**PROBLEM TO SOLVE**.
In the text below on the Nintendo Entertainment System and the Mario franchise, what was the reason for giving Mario a cap?

(DOCUMENT SECTION begins)

Nintendo Entertainment System And The Mario Franchise

Nintendo was sinking fast as they failed to create another hit title since Pac-Man. The goal behind Mario was to create a best-selling game that would bring Nintendo out of the slump they were quickly falling into. Developer Shigeru Miyamoto created the Mario franchise while also working on Donkey Kong, which explains some of the similarities we see between these two titles. Miyamoto’s original intent was to create a video game using the characters Popeye, Bluto, and Olive Oyl from the classic comics and show, but was unable to obtain the licensing rights at the time. Instead, he came out with Jumpman, which we now know to be Mario. Another possible name that was pending for Mario was “Mr. Video”, but Miyamoto has claimed that Mario most likely wouldn’t be around today if they had gone with this less catchy title.

Mario Bros was created to be released on the Nintendo Entertainment System, being the first game in the Mario series to hit a popular gaming console. The graphics available to developers at this time were sub-par, and so creating contrast was an important element of early video games. This is the reason for Mario’s clothing style, in which he wears red clothing with blue overalls so that he is easy to make out from the background as well as each other. Mario was also given a cap for the sole purpose of avoiding having to draw hair and a few facial features. It’s interesting to see some of the techniques used by early developers to cope with the pixelated graphics of the time.

(DOCUMENT SECTION ends)
(DATA begins)

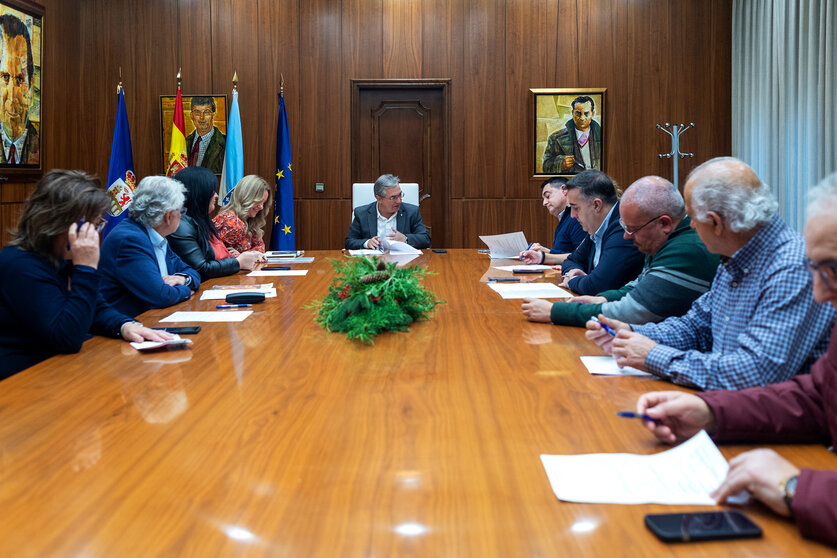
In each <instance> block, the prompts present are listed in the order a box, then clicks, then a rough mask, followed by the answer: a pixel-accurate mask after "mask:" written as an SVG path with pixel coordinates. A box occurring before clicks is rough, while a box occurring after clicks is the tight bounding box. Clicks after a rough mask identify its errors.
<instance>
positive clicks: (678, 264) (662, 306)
mask: <svg viewBox="0 0 837 558" xmlns="http://www.w3.org/2000/svg"><path fill="white" fill-rule="evenodd" d="M619 213H620V215H621V218H620V219H619V224H620V225H621V226H622V229H623V231H624V233H623V234H624V238H625V239H629V240H632V241H633V243H634V245H635V246H636V247H637V248H638V249H639V251H640V252H642V253H643V254H645V266H644V267H643V269H642V273H641V274H640V276H639V277H637V278H636V279H634V280H633V281H631V282H630V283H628V284H627V285H625V286H623V287H622V288H620V289H614V290H609V291H605V292H602V293H599V294H598V296H580V297H576V298H572V299H570V300H569V302H563V301H562V302H555V303H554V304H553V303H551V302H549V301H546V300H539V299H525V300H524V303H523V313H524V314H525V315H526V317H527V318H529V320H531V321H533V322H549V321H551V322H552V323H554V324H559V325H573V326H583V325H584V324H585V322H587V320H589V319H590V318H591V317H593V316H597V315H598V314H603V315H605V316H607V317H608V318H615V319H617V320H621V321H623V322H628V323H646V322H659V321H662V320H664V319H665V318H667V317H669V316H682V315H683V314H685V313H686V312H688V311H689V308H691V306H692V302H694V301H695V299H696V298H698V297H699V296H700V295H702V294H703V293H705V292H706V291H708V290H709V286H710V285H711V284H712V277H713V276H714V275H715V270H716V268H717V267H718V256H717V255H714V254H710V253H709V251H708V250H707V249H706V246H704V245H703V242H701V240H700V238H699V237H698V235H697V232H696V231H695V230H694V229H692V228H691V220H690V219H689V216H688V215H686V206H685V204H684V202H683V197H682V196H681V195H680V192H678V191H677V189H676V188H675V187H674V185H673V184H672V183H671V182H669V181H668V180H666V179H665V178H660V177H659V176H646V177H644V178H640V179H639V180H637V181H636V182H634V183H633V184H631V186H630V188H628V189H627V190H626V191H625V195H623V196H622V199H621V200H620V202H619Z"/></svg>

(DATA ends)

**ANSWER FOR THE TASK**.
To avoid having to draw hair and a few facial features.